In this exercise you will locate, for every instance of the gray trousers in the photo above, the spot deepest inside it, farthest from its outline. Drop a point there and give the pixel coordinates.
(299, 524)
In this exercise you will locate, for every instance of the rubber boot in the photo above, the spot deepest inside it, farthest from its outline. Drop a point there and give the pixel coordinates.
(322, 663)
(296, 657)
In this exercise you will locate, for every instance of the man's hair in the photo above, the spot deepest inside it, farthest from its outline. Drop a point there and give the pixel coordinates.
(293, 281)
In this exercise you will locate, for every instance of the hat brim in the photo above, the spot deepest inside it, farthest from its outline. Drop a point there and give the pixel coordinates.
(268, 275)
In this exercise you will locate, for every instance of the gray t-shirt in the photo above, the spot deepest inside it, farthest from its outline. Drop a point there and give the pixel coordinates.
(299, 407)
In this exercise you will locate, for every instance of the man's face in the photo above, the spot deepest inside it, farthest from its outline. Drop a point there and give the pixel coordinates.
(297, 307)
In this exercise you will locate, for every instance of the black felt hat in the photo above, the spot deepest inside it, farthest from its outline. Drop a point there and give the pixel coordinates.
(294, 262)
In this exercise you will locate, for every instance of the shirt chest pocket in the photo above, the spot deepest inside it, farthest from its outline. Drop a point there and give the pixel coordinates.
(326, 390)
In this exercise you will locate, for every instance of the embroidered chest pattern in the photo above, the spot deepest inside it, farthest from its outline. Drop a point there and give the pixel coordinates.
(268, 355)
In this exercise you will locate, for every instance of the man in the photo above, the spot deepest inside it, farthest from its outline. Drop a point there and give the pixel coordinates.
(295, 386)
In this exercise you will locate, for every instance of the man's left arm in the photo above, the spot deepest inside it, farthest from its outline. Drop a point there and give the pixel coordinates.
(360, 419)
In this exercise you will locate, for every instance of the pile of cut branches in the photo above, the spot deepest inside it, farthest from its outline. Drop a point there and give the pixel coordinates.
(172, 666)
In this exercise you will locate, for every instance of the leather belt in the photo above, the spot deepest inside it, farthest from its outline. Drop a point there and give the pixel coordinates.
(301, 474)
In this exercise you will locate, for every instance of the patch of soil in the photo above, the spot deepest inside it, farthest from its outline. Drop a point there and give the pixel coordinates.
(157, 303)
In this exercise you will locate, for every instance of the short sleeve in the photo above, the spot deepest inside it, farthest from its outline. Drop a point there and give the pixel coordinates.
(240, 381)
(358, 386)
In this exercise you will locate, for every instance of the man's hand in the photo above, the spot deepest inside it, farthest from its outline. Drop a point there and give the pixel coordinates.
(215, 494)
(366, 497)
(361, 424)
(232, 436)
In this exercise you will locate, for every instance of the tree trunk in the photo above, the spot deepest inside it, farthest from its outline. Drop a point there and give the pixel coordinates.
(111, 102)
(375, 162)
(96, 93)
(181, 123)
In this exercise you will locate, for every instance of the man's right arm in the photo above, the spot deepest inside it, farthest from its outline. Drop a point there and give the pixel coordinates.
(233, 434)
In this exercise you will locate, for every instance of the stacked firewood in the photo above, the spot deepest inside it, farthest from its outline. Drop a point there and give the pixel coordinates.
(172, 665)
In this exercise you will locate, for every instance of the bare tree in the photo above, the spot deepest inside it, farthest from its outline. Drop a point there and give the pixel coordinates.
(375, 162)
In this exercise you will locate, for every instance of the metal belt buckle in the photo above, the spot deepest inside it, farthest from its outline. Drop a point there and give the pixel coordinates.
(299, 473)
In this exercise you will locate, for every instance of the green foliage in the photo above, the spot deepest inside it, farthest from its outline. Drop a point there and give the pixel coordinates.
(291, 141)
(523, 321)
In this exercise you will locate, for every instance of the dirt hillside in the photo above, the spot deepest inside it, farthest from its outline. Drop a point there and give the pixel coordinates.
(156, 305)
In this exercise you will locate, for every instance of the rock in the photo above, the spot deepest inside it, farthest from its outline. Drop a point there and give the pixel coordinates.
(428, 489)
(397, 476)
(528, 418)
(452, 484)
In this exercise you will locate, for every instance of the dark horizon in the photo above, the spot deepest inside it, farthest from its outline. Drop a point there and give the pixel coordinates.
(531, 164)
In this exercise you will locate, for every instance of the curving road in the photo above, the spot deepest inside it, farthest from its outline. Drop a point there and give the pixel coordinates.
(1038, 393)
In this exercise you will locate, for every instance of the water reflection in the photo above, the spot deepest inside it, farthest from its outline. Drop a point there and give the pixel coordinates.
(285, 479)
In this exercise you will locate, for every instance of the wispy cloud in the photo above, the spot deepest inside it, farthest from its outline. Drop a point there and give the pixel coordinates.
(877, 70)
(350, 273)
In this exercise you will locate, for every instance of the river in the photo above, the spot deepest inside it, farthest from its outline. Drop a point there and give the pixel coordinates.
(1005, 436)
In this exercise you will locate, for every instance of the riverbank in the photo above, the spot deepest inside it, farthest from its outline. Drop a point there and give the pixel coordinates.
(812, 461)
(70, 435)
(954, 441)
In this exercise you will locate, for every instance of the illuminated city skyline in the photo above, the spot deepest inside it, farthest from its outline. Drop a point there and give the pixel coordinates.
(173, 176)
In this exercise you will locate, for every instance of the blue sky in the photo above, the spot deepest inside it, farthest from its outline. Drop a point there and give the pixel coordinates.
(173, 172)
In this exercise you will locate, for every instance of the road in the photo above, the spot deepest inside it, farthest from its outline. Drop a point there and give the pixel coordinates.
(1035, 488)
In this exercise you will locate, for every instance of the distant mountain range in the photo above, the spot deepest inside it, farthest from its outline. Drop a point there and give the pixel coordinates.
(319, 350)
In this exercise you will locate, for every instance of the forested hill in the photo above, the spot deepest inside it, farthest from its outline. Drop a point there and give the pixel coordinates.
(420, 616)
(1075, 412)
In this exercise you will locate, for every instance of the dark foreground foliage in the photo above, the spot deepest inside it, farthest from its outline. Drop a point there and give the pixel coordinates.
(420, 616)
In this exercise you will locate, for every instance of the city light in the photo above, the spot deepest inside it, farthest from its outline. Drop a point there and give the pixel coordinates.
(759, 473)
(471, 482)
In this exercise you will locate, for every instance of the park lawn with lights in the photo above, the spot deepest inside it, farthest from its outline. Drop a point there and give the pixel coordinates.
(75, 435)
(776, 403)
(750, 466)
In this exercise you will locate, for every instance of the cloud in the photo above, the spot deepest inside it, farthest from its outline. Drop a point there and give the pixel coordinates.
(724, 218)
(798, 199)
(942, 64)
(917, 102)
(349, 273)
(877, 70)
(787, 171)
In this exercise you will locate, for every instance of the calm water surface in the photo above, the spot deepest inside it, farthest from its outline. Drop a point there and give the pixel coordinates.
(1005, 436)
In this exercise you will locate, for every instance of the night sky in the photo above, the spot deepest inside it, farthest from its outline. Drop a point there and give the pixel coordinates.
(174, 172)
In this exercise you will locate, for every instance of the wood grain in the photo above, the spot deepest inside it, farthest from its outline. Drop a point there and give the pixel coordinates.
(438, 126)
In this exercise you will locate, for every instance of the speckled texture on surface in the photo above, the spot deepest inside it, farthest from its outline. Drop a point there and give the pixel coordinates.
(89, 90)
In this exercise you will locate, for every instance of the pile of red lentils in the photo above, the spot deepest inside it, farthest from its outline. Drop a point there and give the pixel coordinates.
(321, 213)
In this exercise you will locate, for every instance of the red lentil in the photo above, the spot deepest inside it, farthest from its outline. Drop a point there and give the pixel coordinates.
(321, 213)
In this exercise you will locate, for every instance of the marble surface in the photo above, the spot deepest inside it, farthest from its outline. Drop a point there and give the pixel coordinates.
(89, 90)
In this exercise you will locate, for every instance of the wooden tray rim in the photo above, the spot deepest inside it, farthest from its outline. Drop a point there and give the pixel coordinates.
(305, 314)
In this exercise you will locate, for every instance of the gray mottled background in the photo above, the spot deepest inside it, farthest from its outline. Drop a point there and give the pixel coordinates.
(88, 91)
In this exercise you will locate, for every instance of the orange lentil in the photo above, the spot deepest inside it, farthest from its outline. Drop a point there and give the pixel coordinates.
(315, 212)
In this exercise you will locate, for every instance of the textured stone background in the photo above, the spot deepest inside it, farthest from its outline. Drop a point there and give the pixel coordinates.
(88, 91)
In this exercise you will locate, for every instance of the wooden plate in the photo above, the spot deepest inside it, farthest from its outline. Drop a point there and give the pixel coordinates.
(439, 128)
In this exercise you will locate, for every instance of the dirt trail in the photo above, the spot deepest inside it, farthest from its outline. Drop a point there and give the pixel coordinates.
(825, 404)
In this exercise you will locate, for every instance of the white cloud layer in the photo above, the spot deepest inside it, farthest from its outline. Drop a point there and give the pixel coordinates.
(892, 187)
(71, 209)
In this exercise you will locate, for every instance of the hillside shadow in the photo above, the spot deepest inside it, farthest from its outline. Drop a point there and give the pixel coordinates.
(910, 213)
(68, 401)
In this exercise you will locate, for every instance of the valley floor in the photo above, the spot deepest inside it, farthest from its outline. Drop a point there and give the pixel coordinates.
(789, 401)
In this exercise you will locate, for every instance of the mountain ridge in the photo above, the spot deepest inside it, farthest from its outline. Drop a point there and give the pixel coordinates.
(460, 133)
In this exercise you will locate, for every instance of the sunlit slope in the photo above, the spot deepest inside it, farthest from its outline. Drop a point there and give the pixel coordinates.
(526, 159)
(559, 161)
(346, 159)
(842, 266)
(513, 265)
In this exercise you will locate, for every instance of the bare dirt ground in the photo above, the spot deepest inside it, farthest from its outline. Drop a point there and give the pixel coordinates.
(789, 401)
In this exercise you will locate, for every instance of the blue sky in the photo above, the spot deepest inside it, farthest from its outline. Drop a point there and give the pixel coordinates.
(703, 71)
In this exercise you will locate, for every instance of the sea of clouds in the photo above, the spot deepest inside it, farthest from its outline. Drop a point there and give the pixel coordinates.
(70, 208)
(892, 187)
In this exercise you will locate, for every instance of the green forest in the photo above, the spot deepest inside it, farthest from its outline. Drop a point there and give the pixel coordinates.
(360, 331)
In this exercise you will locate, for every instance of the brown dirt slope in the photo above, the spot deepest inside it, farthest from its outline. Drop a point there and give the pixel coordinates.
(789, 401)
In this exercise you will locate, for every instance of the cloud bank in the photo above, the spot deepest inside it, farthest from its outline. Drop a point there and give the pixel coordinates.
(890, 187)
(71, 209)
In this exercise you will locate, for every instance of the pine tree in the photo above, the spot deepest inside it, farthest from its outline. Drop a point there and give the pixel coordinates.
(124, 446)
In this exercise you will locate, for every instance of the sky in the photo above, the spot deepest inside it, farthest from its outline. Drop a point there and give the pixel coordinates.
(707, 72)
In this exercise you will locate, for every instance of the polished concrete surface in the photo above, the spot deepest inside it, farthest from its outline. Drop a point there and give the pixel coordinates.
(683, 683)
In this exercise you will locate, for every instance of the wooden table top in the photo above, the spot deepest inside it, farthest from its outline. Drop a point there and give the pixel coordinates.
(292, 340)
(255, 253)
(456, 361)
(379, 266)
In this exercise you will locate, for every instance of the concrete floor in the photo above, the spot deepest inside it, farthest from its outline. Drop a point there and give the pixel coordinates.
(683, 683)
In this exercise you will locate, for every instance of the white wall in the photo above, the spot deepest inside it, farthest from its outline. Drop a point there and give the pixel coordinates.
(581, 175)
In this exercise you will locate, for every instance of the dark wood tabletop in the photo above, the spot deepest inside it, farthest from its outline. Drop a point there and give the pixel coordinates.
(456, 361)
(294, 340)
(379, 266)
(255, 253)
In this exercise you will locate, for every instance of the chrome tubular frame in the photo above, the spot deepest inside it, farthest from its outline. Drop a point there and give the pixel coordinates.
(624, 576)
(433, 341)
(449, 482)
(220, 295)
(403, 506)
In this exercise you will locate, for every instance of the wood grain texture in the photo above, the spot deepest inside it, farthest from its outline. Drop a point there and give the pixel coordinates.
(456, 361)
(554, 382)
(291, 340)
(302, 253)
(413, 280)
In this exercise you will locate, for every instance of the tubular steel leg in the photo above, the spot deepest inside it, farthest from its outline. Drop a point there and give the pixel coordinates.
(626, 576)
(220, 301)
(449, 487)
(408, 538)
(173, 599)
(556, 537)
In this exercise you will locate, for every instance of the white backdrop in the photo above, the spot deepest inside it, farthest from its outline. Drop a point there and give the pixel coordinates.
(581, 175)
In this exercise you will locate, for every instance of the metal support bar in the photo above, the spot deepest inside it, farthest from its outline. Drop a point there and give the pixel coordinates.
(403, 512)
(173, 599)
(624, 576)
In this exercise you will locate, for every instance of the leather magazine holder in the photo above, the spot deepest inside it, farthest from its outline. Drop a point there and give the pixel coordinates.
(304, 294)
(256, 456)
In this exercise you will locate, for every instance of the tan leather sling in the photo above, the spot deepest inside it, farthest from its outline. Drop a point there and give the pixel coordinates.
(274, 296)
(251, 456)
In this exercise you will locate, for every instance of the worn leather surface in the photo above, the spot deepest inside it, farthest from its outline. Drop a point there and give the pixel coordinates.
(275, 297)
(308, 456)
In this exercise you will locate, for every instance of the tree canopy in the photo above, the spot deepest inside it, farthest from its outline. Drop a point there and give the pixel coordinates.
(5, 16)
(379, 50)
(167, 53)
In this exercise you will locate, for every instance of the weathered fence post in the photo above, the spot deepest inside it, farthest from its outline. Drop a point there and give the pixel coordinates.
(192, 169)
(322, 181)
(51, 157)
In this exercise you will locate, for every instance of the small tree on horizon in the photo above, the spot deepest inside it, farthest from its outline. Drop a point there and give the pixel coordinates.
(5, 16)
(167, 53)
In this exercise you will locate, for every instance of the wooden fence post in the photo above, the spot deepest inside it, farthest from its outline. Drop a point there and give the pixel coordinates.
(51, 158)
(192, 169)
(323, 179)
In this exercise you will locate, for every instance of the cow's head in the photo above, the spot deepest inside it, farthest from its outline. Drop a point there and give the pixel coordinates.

☆ ☆ ☆ ☆ ☆ ☆ ☆

(TO DO) Write out the records word for word, starting at the line containing "the tan leather" and continuing through the last line of the records.

(RESULT FOR THIS EXERCISE)
In this exercise you will locate, for every instance of the tan leather sling in the photo above, the spot deepest inside it, farthest from its outline. Drop a point there and give the pixel coordinates.
(274, 296)
(251, 456)
In this exercise you will locate, for every instance of the worn leather surface in the photo above, the spot deepest inside it, farthest from its outline. Drop a point there and give the pixel coordinates.
(275, 297)
(308, 456)
In this exercise you will locate, for every instance of the tree canopy in the photo above, the spot deepest inside it, farthest from its outline. Drop a point there and give the pixel coordinates.
(5, 16)
(379, 50)
(167, 53)
In this exercise you will locate, for every instance of the weathered fence post in the photo above, the spot deepest inside it, farthest from its outline. Drop a point there and give the pixel coordinates.
(192, 169)
(322, 181)
(51, 157)
In this exercise you will locate, for every instance of the small tree on horizon in the photo above, the spot deepest inside it, farthest from its outline. Drop a point there and give the pixel coordinates.
(5, 16)
(167, 53)
In this exercise you will locate, for every instance of the wooden fence post in the photo above, the spot deepest inside it, farthest from its outline. Drop a point there and give the pixel coordinates.
(51, 158)
(192, 169)
(323, 179)
In this exercise you will locate, for every instance of the cow's head in the photo above, the spot deepest inside it, farthest from its outline. Drop a point there and give the pixel coordinates.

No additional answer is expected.